- _Requirements_: Collect every line in the records that contains the string "floor", and copy each one. Case counts.

- _Input material_:
◆ ◆ ◆

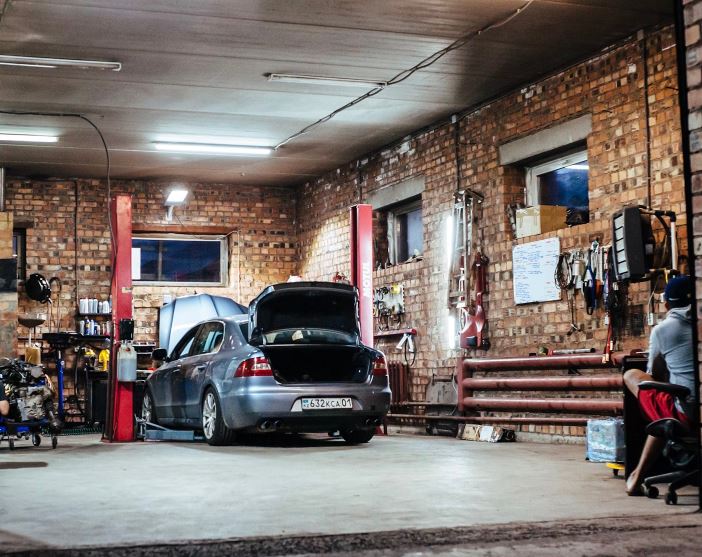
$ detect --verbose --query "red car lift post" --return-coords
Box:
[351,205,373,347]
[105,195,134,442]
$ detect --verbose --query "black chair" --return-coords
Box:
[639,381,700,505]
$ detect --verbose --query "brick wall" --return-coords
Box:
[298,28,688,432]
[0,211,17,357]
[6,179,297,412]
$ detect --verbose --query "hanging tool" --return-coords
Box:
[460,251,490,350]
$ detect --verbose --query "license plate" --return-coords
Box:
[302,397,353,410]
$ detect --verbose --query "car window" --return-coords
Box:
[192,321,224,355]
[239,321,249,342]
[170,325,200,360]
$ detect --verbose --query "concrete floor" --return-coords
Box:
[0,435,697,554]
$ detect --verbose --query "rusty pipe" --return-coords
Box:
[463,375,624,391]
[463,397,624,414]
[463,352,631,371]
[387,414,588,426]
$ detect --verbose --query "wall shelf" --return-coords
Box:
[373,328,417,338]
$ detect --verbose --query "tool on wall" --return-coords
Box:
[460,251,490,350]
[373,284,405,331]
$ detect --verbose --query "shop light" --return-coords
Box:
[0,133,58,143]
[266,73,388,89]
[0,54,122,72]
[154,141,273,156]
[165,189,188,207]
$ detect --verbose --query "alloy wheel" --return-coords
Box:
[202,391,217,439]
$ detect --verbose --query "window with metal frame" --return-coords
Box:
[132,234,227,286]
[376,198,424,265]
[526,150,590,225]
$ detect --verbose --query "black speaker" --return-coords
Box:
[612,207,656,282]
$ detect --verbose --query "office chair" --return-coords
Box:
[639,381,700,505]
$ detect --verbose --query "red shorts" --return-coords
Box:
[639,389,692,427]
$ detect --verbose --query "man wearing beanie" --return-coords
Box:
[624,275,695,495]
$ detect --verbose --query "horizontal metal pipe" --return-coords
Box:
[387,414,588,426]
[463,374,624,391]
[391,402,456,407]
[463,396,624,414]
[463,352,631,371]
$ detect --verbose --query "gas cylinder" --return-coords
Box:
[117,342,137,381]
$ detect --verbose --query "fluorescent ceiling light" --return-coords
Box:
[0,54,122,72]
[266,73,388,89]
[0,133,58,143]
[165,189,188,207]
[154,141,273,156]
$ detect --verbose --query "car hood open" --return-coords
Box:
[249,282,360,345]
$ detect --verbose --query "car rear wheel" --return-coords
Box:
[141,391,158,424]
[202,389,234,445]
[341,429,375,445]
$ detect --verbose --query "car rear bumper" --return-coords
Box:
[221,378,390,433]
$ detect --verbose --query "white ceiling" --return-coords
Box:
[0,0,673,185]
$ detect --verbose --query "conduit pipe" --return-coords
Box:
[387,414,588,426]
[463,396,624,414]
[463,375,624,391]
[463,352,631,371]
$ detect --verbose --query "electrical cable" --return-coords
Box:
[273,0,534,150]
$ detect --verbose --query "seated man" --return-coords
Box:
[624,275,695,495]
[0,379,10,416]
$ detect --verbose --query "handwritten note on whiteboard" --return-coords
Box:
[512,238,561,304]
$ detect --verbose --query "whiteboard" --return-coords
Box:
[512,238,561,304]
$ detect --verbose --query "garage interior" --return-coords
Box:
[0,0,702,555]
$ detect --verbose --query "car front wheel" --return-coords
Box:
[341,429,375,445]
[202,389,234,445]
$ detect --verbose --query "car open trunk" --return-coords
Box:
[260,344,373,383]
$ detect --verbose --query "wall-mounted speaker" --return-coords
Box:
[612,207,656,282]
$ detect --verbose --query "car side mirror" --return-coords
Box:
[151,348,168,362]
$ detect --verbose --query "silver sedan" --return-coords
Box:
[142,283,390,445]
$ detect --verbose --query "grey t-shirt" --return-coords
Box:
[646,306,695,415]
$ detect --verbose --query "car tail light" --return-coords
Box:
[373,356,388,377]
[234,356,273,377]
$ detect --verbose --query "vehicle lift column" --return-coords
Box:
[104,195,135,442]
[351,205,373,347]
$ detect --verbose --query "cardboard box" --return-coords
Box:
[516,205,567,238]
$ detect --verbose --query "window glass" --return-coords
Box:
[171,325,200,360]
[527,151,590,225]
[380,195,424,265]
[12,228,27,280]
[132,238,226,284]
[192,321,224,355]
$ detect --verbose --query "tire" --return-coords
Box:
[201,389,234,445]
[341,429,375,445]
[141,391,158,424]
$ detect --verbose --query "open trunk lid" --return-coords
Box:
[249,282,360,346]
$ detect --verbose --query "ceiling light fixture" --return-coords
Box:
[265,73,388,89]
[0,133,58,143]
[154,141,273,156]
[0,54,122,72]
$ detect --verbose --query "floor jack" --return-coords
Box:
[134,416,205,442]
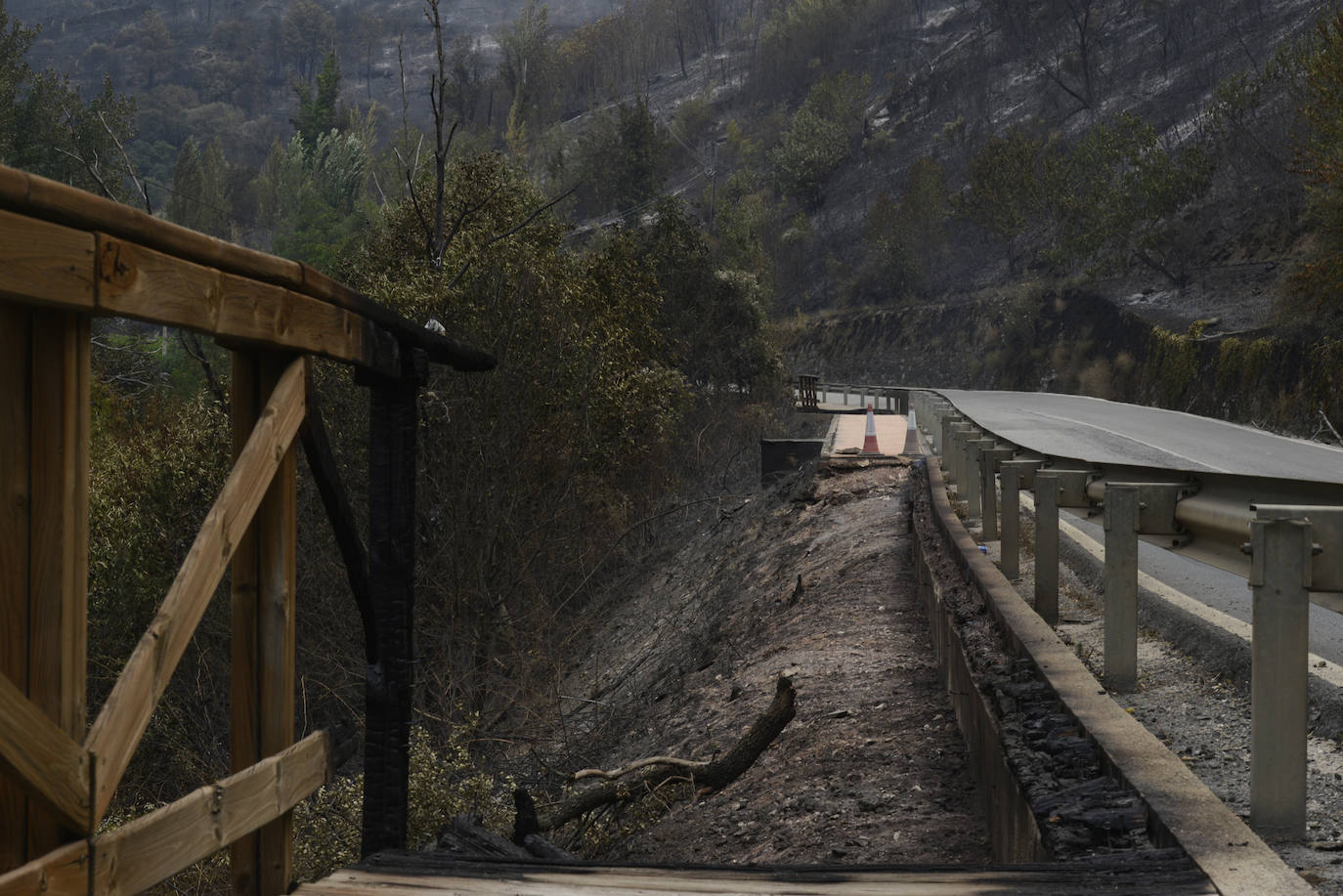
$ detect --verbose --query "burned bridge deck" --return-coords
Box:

◆ ◆ ◆

- _Answer for this exercise_:
$ detect --verbose --query "concrete floor" --return-coords
$ detect --verbose --query "floor jack" --return-coords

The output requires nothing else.